• **INSTRUCTIONS TO FOLLOW**
For the records below, print the lines from the line with "[pin] truck tailgate -- one per line" through the line with "[pin] fence post -- one per line" exactly as written; include both end lines and exclude the rest.

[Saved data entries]
□ □ □ □ □ □ □
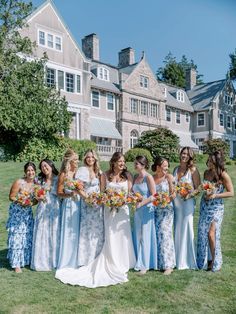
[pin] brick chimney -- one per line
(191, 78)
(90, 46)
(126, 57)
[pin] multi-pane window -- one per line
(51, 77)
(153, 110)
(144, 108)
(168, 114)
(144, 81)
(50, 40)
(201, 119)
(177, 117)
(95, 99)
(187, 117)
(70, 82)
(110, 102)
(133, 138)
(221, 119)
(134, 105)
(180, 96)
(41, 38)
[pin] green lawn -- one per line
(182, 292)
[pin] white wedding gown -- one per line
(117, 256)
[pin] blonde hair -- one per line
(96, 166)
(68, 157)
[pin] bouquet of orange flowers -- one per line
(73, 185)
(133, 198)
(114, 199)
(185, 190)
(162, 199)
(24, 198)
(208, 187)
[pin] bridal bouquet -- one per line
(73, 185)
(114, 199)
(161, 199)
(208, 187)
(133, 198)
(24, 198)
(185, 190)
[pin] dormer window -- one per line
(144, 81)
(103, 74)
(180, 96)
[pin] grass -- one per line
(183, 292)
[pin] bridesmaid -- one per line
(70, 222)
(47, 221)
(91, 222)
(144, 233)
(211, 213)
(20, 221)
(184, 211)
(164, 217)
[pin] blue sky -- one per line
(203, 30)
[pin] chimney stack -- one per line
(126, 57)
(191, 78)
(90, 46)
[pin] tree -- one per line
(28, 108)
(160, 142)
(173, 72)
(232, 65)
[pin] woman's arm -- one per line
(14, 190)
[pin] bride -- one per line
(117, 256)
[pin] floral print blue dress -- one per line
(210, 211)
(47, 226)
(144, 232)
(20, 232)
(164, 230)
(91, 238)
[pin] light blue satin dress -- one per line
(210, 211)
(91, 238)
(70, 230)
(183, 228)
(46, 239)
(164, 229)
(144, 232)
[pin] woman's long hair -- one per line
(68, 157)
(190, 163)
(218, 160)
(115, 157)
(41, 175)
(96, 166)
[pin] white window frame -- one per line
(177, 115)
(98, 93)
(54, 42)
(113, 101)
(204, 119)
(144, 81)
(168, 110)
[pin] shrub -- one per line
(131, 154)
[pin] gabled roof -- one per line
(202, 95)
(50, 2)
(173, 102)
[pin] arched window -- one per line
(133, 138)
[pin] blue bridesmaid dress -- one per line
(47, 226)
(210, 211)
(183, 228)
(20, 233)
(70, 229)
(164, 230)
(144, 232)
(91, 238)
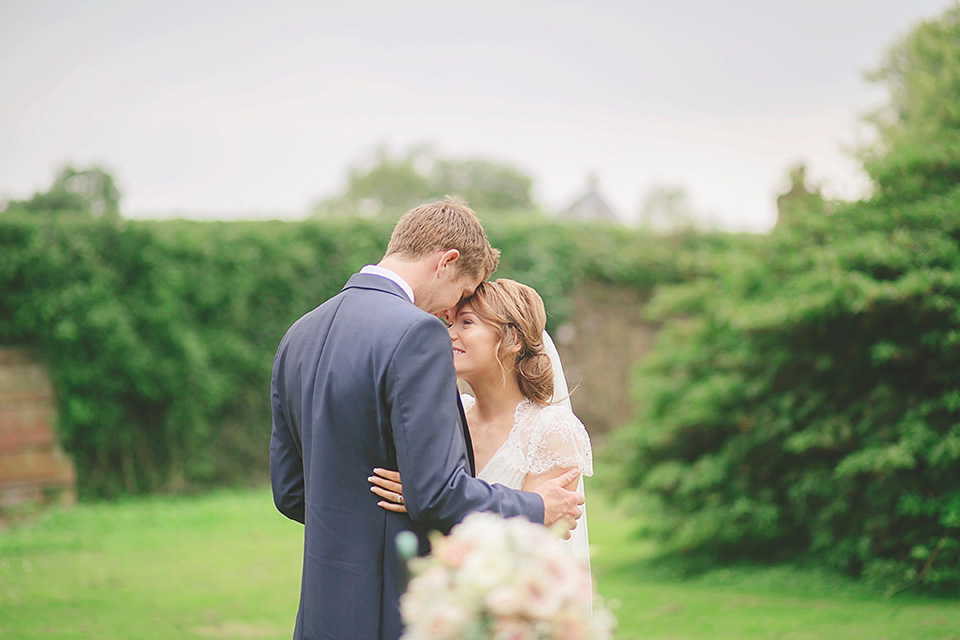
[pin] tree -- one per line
□ □ □ □ □ □ □
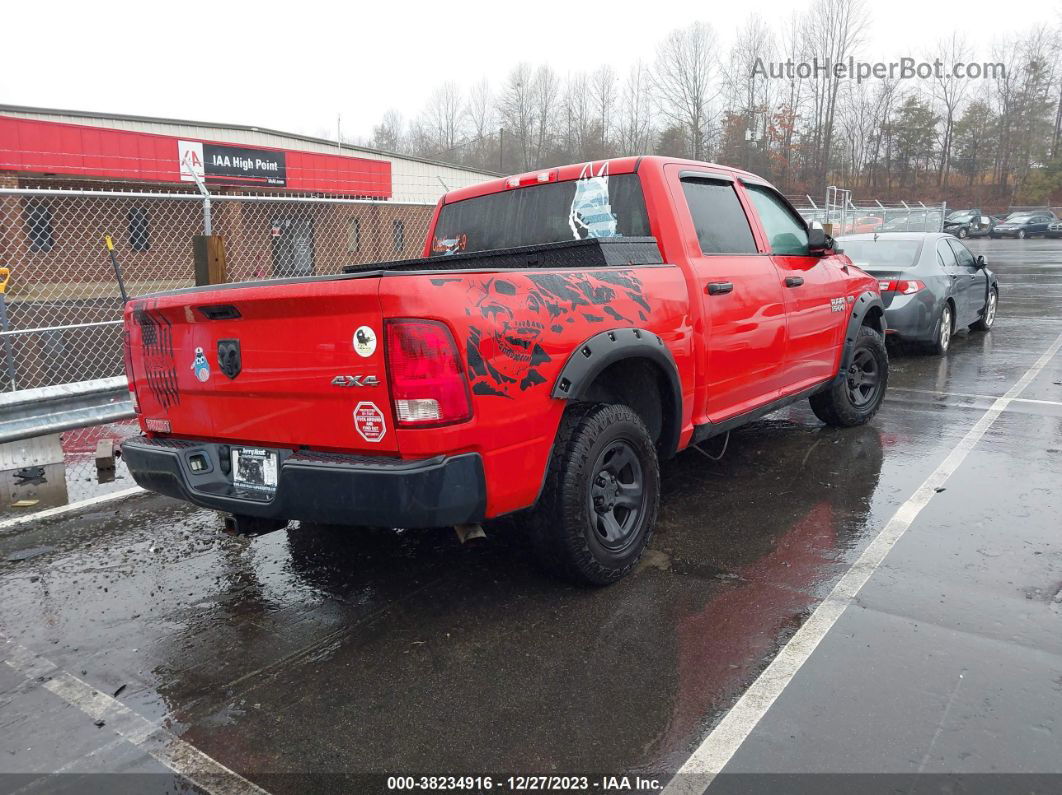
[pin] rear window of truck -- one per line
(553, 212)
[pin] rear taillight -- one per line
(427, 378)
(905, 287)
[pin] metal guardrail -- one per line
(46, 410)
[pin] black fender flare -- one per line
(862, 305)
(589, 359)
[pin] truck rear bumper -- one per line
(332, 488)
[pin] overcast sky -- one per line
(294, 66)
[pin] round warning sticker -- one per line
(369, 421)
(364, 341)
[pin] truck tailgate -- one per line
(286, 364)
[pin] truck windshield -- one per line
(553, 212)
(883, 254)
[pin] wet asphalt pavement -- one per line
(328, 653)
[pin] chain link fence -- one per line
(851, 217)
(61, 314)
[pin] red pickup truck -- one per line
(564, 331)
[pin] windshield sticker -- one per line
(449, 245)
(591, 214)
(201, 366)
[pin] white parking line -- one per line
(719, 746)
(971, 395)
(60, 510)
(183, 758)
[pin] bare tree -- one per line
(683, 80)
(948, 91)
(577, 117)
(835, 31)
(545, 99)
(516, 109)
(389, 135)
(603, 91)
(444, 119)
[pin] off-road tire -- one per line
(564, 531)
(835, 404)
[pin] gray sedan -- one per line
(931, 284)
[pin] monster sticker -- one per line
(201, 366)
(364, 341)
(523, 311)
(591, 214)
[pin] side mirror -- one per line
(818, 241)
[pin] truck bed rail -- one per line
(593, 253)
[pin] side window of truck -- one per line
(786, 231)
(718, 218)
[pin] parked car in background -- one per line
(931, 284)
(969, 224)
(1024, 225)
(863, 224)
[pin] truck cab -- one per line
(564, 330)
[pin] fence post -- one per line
□ □ □ □ □ □ □
• **YOUR RESPONSE**
[pin] truck tailgate -- one per line
(286, 364)
[pin] truck windshield -- one per line
(553, 212)
(883, 254)
[pin] wet asphalt pavement -- one per line
(328, 653)
[pin] chain link fence -- one per line
(851, 217)
(61, 314)
[pin] red pickup truck -- one per line
(564, 331)
[pin] windshield sticker -- one per line
(449, 245)
(591, 214)
(201, 366)
[pin] white parking line -- one per line
(719, 746)
(971, 395)
(60, 510)
(183, 758)
[pin] bare tree -- one per line
(683, 80)
(948, 91)
(577, 117)
(835, 31)
(545, 99)
(516, 109)
(389, 135)
(603, 91)
(444, 119)
[pin] off-road tire -- one per line
(564, 531)
(835, 404)
[pin] gray sedan -- one per line
(931, 284)
[pin] monster sticker -- one per line
(201, 366)
(364, 341)
(523, 311)
(591, 214)
[pin] side mirror -- one per line
(818, 241)
[pin] truck bed rail -- one per line
(593, 253)
[pin] side window of truck -- one per line
(786, 231)
(718, 218)
[pin] parked car in background -- one per line
(931, 284)
(969, 224)
(1024, 225)
(863, 224)
[pin] truck cab -- one per line
(564, 330)
[pin] fence post -- one per line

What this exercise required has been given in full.